Assignment: Print exactly the lines that run from the one containing "surface in the photo above." to the final line of the data, both included, and print none of the pictures.

The records:
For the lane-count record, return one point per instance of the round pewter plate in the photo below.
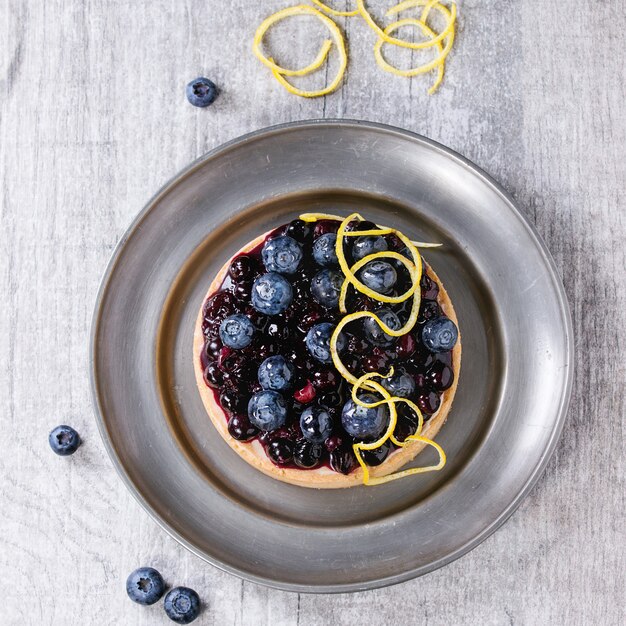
(509, 408)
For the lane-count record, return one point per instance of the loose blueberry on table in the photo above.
(64, 440)
(201, 92)
(145, 586)
(182, 605)
(267, 347)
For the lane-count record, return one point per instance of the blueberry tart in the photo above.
(327, 353)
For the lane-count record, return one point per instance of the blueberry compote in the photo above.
(304, 397)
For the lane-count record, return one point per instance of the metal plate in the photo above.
(507, 415)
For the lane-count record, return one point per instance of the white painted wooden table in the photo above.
(93, 120)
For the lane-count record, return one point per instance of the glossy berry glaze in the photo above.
(233, 374)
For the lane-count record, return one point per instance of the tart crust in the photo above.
(321, 477)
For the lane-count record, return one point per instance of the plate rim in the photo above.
(267, 132)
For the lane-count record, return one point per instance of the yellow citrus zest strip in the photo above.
(407, 44)
(366, 381)
(332, 11)
(257, 43)
(438, 62)
(280, 72)
(349, 274)
(393, 418)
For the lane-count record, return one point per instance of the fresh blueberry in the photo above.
(182, 605)
(64, 440)
(145, 586)
(307, 454)
(364, 422)
(236, 331)
(400, 384)
(379, 276)
(325, 288)
(366, 245)
(318, 342)
(324, 250)
(267, 410)
(280, 451)
(440, 334)
(276, 373)
(316, 424)
(375, 333)
(271, 294)
(201, 92)
(282, 254)
(300, 230)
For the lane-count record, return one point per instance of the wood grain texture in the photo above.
(93, 120)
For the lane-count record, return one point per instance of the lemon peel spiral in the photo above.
(332, 11)
(367, 16)
(367, 382)
(280, 72)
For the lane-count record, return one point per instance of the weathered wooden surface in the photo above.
(93, 120)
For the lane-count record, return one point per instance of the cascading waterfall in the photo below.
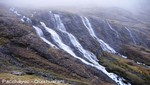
(58, 40)
(117, 34)
(130, 33)
(104, 45)
(66, 48)
(87, 54)
(113, 76)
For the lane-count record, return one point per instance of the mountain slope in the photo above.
(68, 46)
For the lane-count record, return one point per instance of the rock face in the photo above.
(58, 45)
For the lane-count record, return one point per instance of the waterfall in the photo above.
(117, 34)
(104, 45)
(95, 64)
(74, 41)
(130, 33)
(87, 54)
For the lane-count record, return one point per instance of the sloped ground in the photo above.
(21, 50)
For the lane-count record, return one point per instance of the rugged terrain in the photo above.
(23, 49)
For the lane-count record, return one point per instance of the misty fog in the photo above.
(128, 4)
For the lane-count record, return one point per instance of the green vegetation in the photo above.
(126, 68)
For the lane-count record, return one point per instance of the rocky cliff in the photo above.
(83, 48)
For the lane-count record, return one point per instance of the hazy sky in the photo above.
(128, 4)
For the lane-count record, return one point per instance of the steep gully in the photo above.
(89, 58)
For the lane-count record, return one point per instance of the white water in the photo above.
(87, 54)
(131, 35)
(95, 64)
(104, 45)
(66, 48)
(117, 34)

Result:
For the lane-count record, return one point per instance of the weathered wooden surface in the photo above.
(93, 120)
For the lane-count record, return one point per instance of the cascading waterfall in the photo below.
(58, 40)
(117, 34)
(130, 33)
(104, 45)
(66, 48)
(87, 54)
(113, 76)
For the lane-count record, return one point per instance of the mountain slope in the photo above.
(68, 46)
For the lane-count record, return one point per instance of the rock face in the photo above.
(58, 45)
For the lane-count record, return one point per instance of the waterfall in the photo above.
(117, 34)
(104, 45)
(95, 64)
(74, 41)
(130, 33)
(87, 54)
For the lane-count record, return one point per instance of the sloped ground in the photo above.
(21, 50)
For the lane-count record, return one point per instance of the rugged terrain in the photo above.
(23, 49)
For the lane-count record, return one point per instance of the misty fog in the photo above.
(128, 4)
For the lane-count record, return one point per instance of the green vegetation in the photo above.
(126, 68)
For the lane-count record, return one point per instance of the rocky cliff in the photo above.
(83, 48)
For the lane-count record, return one point per instance of the hazy sky in the photo above.
(128, 4)
For the lane-count record, return one point per instance of the steep gully in the photo above.
(89, 58)
For the lane-count record, return one point per instance of the white water in the photo above.
(87, 54)
(131, 35)
(95, 64)
(104, 45)
(66, 48)
(117, 34)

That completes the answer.